Task - All lines with the word "woman" must be pulled from the entries below.

Segment Open

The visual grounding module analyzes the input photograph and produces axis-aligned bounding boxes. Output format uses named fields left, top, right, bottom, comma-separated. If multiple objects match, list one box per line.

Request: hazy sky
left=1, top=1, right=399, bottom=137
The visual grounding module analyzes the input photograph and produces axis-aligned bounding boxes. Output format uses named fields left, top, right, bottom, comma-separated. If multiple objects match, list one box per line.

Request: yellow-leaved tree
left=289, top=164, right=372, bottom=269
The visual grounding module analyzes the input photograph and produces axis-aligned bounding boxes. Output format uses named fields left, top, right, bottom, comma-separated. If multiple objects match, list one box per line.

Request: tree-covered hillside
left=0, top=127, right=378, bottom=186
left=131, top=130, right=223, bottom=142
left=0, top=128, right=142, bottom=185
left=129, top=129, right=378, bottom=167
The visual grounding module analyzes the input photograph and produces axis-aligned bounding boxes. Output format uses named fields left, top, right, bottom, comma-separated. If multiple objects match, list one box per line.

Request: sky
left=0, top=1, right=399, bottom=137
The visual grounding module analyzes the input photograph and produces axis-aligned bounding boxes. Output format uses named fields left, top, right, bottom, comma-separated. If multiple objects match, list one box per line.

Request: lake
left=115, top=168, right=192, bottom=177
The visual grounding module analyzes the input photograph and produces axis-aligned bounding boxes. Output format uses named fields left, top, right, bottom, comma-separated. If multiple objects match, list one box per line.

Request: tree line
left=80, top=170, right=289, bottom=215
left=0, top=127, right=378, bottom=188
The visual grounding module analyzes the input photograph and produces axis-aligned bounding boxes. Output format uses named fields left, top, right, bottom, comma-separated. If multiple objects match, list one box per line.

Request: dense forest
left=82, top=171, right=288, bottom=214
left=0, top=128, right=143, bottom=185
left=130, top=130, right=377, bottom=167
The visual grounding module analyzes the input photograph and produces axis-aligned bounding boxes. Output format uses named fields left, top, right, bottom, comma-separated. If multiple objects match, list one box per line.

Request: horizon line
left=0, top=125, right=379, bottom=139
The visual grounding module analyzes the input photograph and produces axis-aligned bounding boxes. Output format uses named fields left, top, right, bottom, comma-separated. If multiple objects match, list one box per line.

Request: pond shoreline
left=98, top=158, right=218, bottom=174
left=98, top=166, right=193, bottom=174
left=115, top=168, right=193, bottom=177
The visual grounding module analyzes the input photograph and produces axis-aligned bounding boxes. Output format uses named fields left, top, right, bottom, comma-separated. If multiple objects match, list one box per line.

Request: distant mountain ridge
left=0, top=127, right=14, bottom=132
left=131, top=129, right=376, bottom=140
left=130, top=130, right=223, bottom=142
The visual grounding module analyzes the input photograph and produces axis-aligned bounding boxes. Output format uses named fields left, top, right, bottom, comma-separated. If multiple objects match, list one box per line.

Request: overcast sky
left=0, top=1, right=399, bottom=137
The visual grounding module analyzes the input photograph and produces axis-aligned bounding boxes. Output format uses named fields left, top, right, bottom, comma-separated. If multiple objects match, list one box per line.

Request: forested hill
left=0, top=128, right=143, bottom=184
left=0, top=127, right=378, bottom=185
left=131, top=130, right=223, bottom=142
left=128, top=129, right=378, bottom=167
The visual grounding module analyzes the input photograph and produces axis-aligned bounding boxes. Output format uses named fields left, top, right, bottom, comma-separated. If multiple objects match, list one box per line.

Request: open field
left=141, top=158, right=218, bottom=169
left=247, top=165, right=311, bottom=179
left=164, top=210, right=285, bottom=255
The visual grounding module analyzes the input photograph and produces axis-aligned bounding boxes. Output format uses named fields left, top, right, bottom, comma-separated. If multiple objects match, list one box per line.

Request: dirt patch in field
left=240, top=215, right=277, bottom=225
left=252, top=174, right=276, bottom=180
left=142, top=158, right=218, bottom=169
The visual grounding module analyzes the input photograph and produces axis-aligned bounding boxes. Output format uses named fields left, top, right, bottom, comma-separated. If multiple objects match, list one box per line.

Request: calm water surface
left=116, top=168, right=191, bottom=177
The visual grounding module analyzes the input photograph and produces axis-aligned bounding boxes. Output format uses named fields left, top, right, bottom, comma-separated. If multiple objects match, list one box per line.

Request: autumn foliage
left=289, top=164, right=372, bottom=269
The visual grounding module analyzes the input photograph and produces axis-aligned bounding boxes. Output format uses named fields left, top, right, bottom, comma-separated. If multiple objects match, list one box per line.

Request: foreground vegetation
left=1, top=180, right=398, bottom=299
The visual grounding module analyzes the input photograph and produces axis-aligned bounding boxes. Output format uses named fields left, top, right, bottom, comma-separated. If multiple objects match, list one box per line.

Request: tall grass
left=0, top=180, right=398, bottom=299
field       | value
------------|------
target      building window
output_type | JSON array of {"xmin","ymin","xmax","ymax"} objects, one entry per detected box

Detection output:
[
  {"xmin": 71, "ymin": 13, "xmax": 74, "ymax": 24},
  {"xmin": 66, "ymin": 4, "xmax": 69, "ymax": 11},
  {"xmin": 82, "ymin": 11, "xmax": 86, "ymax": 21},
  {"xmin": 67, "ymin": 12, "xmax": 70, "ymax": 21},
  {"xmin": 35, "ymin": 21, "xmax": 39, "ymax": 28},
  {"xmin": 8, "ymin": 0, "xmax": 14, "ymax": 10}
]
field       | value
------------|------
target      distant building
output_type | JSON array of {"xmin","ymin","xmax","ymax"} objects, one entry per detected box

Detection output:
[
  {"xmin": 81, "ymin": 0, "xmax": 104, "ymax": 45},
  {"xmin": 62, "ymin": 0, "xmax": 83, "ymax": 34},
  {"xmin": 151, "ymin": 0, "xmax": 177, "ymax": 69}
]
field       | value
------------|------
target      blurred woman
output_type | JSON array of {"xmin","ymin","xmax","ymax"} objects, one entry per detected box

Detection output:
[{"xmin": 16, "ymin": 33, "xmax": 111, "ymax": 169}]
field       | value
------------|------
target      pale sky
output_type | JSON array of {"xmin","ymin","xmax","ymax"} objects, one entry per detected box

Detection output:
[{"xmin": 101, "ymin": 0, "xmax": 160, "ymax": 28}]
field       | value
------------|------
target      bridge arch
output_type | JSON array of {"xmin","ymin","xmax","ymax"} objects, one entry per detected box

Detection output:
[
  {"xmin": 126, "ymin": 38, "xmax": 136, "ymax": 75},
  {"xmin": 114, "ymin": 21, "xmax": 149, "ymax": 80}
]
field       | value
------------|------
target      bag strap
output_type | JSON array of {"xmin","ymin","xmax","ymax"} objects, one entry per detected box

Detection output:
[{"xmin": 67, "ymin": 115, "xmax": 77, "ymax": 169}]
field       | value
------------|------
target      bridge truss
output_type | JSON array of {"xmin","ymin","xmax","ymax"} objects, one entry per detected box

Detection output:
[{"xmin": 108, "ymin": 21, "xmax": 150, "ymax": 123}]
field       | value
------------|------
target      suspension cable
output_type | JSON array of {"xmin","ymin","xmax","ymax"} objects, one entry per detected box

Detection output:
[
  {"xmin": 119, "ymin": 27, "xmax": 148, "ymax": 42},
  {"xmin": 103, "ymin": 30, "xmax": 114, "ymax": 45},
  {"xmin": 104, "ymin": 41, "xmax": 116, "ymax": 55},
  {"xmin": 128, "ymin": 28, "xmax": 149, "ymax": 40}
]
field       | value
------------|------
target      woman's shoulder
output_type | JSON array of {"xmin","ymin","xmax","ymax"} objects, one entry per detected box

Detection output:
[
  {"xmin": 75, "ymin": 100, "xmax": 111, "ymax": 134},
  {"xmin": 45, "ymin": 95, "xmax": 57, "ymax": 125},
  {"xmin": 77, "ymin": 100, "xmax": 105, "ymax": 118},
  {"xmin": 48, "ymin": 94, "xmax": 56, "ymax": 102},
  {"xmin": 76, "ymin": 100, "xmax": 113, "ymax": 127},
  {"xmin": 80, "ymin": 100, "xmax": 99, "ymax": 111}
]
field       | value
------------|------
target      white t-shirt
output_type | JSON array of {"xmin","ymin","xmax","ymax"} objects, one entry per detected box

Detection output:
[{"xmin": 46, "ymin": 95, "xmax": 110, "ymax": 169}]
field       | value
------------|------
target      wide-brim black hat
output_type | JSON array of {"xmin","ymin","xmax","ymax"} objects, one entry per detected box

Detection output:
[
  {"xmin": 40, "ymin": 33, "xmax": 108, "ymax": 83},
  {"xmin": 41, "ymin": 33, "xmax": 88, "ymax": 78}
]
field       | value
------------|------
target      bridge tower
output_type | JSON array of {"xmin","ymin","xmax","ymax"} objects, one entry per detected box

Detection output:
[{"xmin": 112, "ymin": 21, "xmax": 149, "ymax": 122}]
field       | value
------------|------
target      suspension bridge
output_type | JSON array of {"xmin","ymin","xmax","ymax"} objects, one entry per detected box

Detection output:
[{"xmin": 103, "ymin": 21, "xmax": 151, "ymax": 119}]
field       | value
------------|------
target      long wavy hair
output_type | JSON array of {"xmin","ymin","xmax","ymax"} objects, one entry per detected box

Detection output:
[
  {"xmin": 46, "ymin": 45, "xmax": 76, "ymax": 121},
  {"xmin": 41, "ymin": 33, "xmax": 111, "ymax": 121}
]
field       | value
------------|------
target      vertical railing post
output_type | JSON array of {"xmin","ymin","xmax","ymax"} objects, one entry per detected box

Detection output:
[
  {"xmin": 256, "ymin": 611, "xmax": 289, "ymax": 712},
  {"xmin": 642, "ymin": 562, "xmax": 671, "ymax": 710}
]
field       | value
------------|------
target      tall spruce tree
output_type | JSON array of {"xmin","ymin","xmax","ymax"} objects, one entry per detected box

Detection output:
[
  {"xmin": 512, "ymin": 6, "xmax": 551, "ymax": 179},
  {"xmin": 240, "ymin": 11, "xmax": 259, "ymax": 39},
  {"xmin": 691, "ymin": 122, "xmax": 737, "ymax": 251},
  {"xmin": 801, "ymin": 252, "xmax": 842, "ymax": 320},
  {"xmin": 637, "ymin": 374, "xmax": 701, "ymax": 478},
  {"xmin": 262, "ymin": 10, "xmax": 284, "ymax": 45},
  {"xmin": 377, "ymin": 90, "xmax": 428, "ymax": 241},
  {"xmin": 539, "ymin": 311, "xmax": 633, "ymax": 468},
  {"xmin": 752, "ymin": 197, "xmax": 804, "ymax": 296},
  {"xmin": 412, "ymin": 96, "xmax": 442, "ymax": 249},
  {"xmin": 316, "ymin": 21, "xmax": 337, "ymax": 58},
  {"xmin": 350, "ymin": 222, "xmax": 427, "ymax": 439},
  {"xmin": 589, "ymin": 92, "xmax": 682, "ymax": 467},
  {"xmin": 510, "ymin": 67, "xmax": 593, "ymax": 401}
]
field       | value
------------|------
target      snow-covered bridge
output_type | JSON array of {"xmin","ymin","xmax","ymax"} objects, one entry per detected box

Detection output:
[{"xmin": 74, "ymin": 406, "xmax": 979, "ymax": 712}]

Segment Closed

Exercise response -
target      blurred woman
target      woman's shoulder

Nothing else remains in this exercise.